-- START Supplied records --
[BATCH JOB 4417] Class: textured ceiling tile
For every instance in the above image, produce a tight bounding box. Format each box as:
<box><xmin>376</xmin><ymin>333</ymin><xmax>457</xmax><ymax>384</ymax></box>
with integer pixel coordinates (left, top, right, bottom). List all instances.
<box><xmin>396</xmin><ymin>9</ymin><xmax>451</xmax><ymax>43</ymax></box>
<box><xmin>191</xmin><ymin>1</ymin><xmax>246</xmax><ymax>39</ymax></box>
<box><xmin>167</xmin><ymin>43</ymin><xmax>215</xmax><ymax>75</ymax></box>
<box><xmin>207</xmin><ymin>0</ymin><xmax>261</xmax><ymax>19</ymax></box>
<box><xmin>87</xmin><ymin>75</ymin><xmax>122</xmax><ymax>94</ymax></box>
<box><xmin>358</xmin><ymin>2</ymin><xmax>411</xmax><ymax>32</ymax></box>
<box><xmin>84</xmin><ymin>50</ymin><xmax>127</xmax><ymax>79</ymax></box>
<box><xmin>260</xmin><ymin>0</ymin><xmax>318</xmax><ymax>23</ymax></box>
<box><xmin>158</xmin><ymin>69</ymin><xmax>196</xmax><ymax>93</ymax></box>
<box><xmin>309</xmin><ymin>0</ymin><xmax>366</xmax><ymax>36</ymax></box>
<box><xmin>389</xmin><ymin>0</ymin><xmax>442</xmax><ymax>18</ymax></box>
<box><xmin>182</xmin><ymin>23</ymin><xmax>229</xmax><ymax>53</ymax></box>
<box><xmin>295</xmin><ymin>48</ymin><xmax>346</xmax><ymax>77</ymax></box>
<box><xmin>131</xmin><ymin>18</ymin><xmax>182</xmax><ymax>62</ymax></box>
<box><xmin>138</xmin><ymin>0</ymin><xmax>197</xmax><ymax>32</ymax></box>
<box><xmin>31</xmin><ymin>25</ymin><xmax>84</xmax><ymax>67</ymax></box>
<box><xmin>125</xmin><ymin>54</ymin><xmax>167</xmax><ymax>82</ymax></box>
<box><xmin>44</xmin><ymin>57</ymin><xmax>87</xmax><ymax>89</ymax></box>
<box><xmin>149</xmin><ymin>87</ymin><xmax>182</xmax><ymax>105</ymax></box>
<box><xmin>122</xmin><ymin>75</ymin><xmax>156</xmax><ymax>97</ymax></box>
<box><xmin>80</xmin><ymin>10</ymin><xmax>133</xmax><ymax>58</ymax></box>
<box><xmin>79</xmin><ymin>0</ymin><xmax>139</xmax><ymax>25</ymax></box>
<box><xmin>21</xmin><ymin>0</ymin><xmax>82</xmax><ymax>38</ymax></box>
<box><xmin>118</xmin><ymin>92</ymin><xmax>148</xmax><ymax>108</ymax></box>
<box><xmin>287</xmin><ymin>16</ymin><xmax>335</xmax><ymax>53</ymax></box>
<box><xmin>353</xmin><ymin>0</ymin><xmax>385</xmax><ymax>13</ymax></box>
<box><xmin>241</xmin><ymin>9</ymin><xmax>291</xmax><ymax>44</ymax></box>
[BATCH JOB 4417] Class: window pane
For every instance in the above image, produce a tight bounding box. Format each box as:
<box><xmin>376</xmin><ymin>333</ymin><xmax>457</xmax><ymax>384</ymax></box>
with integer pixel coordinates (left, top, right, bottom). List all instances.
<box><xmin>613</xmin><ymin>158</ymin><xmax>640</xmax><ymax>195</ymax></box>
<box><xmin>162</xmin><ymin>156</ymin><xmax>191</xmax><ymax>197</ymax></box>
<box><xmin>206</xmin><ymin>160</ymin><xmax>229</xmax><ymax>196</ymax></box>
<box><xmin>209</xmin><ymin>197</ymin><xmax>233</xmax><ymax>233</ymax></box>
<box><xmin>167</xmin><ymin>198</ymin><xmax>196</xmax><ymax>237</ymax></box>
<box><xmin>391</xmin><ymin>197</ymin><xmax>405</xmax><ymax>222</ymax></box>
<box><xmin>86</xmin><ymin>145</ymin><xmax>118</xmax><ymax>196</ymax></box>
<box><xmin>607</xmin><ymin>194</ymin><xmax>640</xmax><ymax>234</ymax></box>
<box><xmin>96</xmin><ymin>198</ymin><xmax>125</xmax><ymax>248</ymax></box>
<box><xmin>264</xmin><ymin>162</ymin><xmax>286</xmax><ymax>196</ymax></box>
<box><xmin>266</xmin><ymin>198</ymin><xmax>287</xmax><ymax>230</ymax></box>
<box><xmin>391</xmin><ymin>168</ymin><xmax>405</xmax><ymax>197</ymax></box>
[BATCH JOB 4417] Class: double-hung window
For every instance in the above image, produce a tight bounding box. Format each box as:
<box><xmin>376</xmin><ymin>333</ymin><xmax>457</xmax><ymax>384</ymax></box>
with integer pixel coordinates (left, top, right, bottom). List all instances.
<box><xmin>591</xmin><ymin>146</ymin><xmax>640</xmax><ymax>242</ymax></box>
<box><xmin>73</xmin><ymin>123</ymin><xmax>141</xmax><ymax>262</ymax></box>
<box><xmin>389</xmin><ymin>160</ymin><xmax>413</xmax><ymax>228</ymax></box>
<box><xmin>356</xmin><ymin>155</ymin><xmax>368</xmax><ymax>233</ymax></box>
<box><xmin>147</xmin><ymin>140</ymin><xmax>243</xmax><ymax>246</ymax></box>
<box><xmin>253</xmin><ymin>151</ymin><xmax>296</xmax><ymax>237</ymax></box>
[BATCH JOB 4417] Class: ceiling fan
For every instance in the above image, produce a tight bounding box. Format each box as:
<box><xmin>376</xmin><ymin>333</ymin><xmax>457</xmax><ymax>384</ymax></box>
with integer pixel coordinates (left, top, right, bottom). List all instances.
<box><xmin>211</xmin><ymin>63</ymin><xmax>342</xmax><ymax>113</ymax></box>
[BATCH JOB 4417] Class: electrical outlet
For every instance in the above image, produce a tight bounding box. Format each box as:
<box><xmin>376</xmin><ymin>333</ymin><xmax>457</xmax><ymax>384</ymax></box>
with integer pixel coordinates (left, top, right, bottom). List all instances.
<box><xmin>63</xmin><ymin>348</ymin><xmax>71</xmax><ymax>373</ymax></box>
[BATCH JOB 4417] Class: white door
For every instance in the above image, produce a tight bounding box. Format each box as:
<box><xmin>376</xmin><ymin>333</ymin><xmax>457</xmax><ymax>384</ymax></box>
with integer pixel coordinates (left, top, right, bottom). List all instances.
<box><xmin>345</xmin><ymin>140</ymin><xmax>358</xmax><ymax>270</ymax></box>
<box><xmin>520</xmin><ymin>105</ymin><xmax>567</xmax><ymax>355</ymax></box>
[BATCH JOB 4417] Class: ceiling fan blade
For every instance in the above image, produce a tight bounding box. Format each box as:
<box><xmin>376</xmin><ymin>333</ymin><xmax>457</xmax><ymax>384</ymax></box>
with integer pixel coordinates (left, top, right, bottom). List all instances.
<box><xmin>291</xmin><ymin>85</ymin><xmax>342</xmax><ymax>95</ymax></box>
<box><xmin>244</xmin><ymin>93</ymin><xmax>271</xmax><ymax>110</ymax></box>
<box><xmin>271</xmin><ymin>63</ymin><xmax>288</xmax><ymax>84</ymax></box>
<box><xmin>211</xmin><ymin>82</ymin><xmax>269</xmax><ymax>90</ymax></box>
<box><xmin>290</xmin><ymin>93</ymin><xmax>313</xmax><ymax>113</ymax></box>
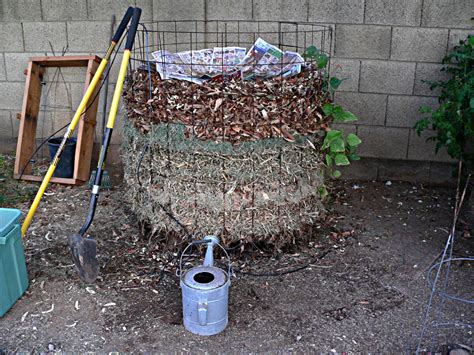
-- END Supplied records --
Problem details:
Gather each line in the records above that contains the word "BATCH" and copy it out in full. A match counts only when uppercase and lowercase letters are the same.

Result of the task:
[BATCH JOB 4417] Class: textured ceiling tile
[BATCH JOB 4417] Class: window pane
[BATCH JOB 4417] Class: double-hung window
[BATCH JOB 4417] Class: ceiling fan
[BATCH JOB 4417] Class: electrical outlet
[BATCH JOB 4417] Class: white door
[BATCH JOB 4417] Class: ceiling fan blade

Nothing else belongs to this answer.